— WHAT YOU HAVE TO DO —
Swap "marker" for "dot" throughout the data below, and write out the data again with everything else unchanged.

Source records:
-*-*-

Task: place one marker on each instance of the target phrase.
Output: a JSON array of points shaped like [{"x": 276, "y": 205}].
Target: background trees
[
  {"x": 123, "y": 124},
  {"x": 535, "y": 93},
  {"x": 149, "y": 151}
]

-*-*-

— FINAL RESULT —
Task: place one dot on each instance of the target phrase.
Output: a JSON array of points shaped like [{"x": 276, "y": 205}].
Target: background trees
[
  {"x": 123, "y": 124},
  {"x": 535, "y": 93},
  {"x": 149, "y": 151}
]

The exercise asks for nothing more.